Cómo resolverla:
Según el texto sobre Robert y la Amazonía colombiana, ¿por qué su decisión de no rendirse no es solo personal sino también política? Responde en una a tres oraciones.

Extracto seleccionado:
━━━━━━━━━━━━━━━━━━━━━━━━━━━━━━
En departamentos como el Amazonas, la tasa de jóvenes entre 18 y 24 años que no estudian ni trabajan se acerca al 57,6 por ciento, una de las más altas del país, así lo concluye un informe de la Universidad del Rosario. La región de la Amazonía colombiana tuvo una tasa de desempleo del 16,2 por ciento en el primer semestre de 2023 y del 17,4 por ciento en el primer semestre de 2024, posicionándose como la región con mayor desempleo en esos periodos, según el DANE.
Y si hablamos del departamento del Caquetá —ese cauce de selva que también es parte del dominio de Robert— allí las cifras territoriales cobran peso simbólico: es el tercer departamento más extenso de Colombia con cerca de 88.965 km², y muchos de sus municipios están ubicados en la Amazonía. Pero, paradójicamente, ese amplio territorio no garantiza oportunidades proporcionales: la Amazonía como región concentra apenas poco más de un millón de personas —el 2,4 por ciento de la población nacional— en 62 unidades político-administrativas, lo que agrava el aislamiento y limita el acceso a los servicios públicos.
Así, cuando Robert decide no rendirse, su elección no es sólo personal sino política. Sabe que resistir allí implica desafiar estadios invisibles: el desempleo estructural, la fragmentación geográfica, la invisibilidad demográfica, la vulnerabilidad institucional. Jóvenes como Robert no sólo iluminan; tensan el espacio en el que la selva, la pobreza y la política se intersectan.
Su historia contrasta con la de muchos de sus contemporáneos. En la frontera amazónica, demasiados jóvenes son seducidos por el narcotráfico, la minería ilegal o los grupos armados. La opción de quedarse suele equivaler a asumir riesgos: cuidar la selva puede costar la vida. Robert lo supo pronto.
“Yo decidí que no quería ser parte de eso. Preferí transformar mi vida en oportunidad, aunque al comienzo no fue fácil”.
No lo hizo solo. El curaca de San Pedro, Jaime Parente, lo recibió como parte de la familia colectiva. “A Robert lo vimos con ganas de aprender y de aportar. Aquí no solo encontró un lugar donde vivir, también encontró un espacio para enseñar y fortalecer lo que somos como pueblos amazónicos”.
Ese lugar —una maloca que respira como si fuera un cuerpo— se convirtió en escenario de su aprendizaje. Con paciencia y respeto, Robert se volvió referente para los más jóvenes. No ofrece discursos altisonantes. Ofrece caminatas. Enseña a reconocer huellas, a distinguir plantas medicinales, a escuchar el rumor de las aves antes que la voz del guía.
━━━━━━━━━━━━━━━━━━━━━━━━━━━━━━
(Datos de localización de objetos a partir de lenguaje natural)
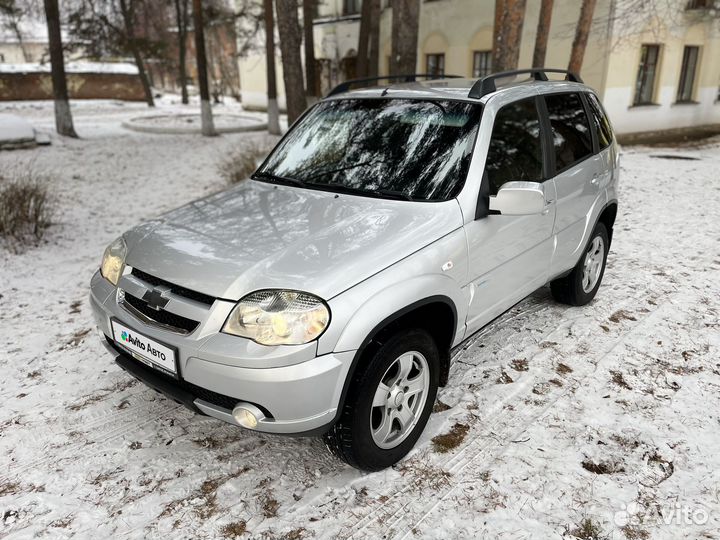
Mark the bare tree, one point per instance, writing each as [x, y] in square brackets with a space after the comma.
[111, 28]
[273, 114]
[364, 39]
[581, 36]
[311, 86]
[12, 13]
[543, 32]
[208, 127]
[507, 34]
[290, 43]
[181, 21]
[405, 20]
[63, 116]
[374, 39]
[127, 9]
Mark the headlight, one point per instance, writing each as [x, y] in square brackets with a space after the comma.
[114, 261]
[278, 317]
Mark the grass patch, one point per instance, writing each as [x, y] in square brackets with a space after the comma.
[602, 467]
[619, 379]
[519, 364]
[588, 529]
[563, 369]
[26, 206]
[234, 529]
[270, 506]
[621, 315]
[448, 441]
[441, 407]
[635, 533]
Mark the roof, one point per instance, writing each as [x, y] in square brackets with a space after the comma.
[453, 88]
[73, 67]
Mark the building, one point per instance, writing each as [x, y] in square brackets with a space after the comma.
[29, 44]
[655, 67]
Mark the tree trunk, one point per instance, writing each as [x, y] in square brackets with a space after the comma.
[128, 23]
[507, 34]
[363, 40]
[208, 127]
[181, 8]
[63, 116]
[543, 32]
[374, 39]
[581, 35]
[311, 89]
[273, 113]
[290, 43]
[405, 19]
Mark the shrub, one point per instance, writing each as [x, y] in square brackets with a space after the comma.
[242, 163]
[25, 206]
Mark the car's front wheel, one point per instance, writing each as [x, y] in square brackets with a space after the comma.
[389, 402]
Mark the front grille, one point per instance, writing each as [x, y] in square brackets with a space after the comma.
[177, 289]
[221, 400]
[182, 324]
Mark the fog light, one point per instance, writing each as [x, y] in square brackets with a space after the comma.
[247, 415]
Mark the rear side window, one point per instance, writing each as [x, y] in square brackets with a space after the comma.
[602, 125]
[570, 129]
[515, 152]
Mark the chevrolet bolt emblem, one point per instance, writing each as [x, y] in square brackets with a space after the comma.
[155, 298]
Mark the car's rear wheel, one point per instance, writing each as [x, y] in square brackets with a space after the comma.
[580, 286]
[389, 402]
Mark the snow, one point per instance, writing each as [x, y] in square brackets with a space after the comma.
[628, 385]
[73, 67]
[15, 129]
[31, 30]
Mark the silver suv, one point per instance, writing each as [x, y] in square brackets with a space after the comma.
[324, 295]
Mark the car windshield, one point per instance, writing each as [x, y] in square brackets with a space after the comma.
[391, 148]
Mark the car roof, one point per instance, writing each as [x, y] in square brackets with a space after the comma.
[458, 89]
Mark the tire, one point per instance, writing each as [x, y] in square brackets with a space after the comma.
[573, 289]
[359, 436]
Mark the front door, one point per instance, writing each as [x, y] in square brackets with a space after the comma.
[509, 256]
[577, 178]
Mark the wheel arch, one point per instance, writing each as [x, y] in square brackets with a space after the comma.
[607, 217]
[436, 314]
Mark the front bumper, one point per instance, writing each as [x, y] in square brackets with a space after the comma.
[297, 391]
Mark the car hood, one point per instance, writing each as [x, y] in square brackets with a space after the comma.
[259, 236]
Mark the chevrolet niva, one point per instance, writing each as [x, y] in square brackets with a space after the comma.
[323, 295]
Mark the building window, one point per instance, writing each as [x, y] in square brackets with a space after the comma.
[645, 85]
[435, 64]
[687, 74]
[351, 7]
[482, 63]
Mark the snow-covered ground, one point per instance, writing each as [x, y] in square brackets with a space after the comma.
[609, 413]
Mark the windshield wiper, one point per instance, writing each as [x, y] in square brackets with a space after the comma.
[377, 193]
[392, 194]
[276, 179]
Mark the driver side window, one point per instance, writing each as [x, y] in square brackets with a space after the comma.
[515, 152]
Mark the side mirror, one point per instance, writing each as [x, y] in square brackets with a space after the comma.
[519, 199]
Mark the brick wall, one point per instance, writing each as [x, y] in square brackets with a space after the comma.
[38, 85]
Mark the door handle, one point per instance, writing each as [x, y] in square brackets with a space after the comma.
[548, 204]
━━━━━━━━━━━━━━━━━━━━━━━━━━━━━━
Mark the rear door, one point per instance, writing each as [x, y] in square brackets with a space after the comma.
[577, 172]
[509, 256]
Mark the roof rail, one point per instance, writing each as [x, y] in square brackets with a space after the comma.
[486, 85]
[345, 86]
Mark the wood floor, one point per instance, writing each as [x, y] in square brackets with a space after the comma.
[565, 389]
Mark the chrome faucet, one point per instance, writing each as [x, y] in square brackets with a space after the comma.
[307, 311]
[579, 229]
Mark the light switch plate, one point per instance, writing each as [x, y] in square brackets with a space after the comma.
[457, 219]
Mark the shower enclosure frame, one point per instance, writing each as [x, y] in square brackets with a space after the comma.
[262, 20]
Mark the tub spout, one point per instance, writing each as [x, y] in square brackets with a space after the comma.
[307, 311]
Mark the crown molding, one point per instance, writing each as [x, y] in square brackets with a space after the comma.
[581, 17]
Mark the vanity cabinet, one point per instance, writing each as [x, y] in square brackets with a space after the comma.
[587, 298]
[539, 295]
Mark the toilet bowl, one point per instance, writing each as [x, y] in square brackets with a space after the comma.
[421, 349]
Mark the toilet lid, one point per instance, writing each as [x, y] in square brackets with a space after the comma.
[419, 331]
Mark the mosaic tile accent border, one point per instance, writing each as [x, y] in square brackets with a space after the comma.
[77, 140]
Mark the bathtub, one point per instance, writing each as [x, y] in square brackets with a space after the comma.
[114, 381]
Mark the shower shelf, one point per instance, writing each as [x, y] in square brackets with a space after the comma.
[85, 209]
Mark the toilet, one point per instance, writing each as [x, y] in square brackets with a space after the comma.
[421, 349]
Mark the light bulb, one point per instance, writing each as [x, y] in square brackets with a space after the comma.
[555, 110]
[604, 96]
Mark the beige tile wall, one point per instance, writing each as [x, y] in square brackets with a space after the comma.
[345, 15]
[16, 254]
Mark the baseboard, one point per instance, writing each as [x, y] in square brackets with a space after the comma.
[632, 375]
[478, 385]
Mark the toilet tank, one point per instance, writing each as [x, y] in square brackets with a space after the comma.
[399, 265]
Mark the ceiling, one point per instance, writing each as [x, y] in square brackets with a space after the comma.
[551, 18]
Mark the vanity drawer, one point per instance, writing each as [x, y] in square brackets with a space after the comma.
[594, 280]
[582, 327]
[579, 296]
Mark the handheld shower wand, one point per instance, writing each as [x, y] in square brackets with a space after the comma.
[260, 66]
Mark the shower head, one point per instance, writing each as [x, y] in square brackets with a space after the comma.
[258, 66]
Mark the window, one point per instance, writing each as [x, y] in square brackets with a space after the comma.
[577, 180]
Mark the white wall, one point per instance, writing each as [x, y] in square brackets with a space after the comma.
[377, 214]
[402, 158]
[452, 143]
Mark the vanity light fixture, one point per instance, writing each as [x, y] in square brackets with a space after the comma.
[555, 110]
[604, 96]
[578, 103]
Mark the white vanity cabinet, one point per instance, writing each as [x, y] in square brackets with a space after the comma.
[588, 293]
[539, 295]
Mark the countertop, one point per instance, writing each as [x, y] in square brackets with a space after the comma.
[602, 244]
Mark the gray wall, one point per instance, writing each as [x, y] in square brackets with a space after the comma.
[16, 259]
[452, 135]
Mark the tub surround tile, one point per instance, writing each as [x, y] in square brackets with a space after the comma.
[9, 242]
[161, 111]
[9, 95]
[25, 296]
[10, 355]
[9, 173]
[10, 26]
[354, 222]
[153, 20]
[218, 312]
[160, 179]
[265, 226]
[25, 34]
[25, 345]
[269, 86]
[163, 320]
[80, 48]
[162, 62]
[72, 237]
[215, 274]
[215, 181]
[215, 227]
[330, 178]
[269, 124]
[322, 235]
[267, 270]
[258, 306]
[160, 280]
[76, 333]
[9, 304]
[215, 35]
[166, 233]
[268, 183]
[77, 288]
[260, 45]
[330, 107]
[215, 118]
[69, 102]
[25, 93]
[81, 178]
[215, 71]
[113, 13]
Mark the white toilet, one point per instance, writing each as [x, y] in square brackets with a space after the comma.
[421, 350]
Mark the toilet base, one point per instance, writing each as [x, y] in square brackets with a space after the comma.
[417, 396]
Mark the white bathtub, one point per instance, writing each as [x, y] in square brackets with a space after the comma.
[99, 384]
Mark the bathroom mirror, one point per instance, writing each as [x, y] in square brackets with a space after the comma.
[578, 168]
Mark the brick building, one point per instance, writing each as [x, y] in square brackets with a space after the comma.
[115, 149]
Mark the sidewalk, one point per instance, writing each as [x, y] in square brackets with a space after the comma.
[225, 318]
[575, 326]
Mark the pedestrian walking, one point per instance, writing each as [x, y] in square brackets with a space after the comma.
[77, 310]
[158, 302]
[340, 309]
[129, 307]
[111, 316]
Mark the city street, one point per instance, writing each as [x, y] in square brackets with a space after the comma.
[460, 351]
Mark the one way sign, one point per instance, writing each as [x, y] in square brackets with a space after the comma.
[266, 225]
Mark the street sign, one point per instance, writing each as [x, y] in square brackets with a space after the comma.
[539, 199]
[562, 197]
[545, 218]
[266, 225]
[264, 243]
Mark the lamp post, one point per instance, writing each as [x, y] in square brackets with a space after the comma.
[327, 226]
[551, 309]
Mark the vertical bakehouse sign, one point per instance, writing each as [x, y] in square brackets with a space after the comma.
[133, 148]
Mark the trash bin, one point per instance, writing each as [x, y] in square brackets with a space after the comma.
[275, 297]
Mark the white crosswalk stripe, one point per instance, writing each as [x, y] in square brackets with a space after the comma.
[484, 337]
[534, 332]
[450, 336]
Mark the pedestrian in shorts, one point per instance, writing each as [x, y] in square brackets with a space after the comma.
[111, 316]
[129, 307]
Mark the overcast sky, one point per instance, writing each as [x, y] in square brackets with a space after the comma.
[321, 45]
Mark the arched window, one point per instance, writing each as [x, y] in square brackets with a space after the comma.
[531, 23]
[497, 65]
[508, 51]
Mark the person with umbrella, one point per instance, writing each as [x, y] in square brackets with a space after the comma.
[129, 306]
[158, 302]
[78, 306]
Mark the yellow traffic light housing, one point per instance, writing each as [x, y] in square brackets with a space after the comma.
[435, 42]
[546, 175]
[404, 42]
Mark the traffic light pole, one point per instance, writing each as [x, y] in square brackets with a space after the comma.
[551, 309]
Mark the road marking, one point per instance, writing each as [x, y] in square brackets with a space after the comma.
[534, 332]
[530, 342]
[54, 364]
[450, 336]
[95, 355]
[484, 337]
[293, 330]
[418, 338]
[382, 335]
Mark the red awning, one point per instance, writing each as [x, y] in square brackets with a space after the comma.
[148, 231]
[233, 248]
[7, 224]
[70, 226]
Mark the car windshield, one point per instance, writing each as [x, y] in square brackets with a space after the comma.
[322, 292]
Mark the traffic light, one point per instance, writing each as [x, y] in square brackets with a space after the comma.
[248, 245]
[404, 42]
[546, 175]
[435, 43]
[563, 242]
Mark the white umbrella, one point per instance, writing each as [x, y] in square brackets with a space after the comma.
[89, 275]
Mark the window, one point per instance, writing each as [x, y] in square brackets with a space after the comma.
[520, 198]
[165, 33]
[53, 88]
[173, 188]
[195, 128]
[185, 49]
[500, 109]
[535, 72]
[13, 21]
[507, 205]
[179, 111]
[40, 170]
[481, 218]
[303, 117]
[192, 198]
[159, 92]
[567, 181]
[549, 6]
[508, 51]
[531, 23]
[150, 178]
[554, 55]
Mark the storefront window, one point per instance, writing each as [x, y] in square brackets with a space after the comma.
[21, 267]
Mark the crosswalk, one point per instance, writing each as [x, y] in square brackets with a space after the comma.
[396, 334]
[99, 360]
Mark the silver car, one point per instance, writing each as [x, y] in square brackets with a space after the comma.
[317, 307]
━━━━━━━━━━━━━━━━━━━━━━━━━━━━━━
Resultado:
Porque Robert sabe que resistir allí implica desafiar el desempleo estructural, la fragmentación geográfica, la invisibilidad demográfica y la vulnerabilidad institucional.